(EXCERPT PROVIDED)

Italian quale Rescuers Say boy Saved brother
Family of five rejoices after three boys survive
MILAN — An Italian family of five was “reborn” after all three children buried in the rubble of their home by a 4.0-magnitude quake were pulled to safety Tuesday in a painstaking 16hour rescue operation on the Mediterranean resort island of Ischia.
The Toscano family’s happy ending brought cheers from the dozens of firefighters who worked through the night to extricate the two boys and their infant brother, trapped alone for hours after their father was rescued and their pregnant mother managed to free herself from their collapsed apartment in the town of Casamicciola.
“I don’t know how to define it if not a miracle,” the boys’ grandmother, Erasma De Simone, said at a hospital. “We were all dead, and we are reborn.”

(End EXCERPT PROVIDED)

REQUIRED ACTION 1 –
In the Ischia rescue story, who is Erasma De Simone?
REQUIRED ACTION 2 –
Set down everything in the Ischia rescue story from "Italian quale Rescuers" down to "town of Casamicciola.", word for word.
REQUIRED ACTION 3 –
Take the Ischia rescue story further, picking up after its last sentence.
You won't need the lines that come after this.

(DATA RECORDS)

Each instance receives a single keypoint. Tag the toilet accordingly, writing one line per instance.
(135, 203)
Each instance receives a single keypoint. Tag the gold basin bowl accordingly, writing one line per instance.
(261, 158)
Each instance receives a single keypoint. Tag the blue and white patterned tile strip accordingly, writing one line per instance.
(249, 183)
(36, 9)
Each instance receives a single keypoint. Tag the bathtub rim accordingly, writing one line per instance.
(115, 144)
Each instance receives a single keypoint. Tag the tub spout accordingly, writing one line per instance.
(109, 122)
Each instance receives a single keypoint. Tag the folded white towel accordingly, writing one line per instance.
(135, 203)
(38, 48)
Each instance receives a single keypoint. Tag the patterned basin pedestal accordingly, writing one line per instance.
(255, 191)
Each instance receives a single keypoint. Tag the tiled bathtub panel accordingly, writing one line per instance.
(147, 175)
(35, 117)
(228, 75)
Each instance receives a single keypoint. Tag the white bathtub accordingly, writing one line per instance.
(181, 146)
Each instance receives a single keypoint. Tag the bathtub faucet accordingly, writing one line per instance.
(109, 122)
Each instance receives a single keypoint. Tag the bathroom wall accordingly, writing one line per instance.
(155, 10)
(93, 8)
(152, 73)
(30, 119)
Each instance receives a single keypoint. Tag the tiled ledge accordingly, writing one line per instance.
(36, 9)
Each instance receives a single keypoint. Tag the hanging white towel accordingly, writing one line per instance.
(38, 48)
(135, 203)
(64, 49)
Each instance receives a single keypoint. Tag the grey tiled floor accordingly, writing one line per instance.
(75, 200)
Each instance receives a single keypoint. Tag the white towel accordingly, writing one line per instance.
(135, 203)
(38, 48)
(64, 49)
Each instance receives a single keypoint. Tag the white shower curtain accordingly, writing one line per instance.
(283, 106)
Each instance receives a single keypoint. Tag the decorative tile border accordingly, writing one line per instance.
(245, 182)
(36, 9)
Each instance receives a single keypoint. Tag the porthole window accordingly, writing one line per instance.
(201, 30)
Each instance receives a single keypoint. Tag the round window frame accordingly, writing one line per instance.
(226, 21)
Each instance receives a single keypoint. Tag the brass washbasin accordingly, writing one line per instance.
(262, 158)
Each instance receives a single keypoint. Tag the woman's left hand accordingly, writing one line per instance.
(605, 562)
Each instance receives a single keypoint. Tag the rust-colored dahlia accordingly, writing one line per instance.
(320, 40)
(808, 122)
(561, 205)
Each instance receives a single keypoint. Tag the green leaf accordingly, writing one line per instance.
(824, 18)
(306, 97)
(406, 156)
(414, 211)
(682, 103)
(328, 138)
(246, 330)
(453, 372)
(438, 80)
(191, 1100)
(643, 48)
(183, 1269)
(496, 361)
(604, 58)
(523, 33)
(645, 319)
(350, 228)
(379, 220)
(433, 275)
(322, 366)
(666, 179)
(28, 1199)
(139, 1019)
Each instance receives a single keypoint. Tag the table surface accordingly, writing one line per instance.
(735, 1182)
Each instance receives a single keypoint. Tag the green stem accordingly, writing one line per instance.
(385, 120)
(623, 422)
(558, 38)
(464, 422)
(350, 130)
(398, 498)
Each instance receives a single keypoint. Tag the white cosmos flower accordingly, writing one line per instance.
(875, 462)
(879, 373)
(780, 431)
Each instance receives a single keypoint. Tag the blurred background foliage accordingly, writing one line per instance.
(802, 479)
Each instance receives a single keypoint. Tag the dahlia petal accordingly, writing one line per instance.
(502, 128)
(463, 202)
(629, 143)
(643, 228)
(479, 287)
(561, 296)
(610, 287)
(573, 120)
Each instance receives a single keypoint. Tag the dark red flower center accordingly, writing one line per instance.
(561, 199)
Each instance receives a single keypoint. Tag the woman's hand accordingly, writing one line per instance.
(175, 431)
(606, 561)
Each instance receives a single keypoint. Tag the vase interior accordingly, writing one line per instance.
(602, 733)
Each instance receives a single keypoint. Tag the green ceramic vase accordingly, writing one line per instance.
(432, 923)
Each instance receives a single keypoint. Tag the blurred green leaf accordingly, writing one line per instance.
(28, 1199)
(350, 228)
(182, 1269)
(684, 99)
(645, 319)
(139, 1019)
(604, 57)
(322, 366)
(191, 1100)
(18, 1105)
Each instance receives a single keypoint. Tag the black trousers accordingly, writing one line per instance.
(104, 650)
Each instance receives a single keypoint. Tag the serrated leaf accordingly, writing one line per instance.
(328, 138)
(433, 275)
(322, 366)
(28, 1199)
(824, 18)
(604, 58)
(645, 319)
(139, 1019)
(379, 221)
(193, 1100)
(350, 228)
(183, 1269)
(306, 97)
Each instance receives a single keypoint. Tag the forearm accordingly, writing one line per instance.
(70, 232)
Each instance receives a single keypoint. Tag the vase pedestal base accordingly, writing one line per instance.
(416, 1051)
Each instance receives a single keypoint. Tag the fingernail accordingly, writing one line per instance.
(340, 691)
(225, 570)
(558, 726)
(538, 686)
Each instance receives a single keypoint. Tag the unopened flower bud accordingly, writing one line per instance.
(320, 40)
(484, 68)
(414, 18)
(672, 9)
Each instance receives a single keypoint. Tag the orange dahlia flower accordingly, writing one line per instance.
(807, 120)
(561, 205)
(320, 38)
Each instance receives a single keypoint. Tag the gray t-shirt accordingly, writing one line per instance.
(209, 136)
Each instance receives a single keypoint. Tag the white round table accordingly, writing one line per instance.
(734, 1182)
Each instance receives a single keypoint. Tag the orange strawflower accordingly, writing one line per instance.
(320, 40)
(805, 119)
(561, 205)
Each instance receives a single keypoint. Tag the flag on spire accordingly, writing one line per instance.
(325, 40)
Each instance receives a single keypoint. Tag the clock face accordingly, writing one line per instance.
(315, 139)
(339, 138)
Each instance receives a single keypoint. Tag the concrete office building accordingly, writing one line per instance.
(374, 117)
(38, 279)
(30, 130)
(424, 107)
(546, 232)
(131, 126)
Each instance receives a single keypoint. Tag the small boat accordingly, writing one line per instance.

(End DATA RECORDS)

OUTPUT 1 –
She is the boys' grandmother.

OUTPUT 2 –
Italian quale Rescuers Say boy Saved brother
Family of five rejoices after three boys survive
MILAN — An Italian family of five was “reborn” after all three children buried in the rubble of their home by a 4.0-magnitude quake were pulled to safety Tuesday in a painstaking 16hour rescue operation on the Mediterranean resort island of Ischia.
The Toscano family’s happy ending brought cheers from the dozens of firefighters who worked through the night to extricate the two boys and their infant brother, trapped alone for hours after their father was rescued and their pregnant mother managed to free herself from their collapsed apartment in the town of Casamicciola.

OUTPUT 3 –
Though relatively minor in magnitude, the quake Monday killed two, injured another 39 and displaced some 2,600 people in Casamicciola and the neighboring town of Lacco Ameno on the northern end of the island.
The damage in Ischia focused attention on two recurring themes in quake-prone Italy: seismically outdated old buildings and illegal new construction with shoddy materials. One woman was killed by falling masonry from a church that had damage in a quake centered in Casamicciola in 1883 which killed more than 2,000.
Rescuers hailed the courage of the older boys, who spent 14 and 16 hours respectively waiting to be freed, talking with firefighters all the while, eventually receiving water and a flashlight. One official credited the older boy, Ciro, 11, with helping save his brother, Mattias, 8, by pushing him out of harm’s way under a bed.
The boys’ grandmother described Ciro as shaken by the ordeal. While Mattias was scared, he also “was sorry because he lost the money in his piggy bank, and lost his toys,” she told the ANSA news agency.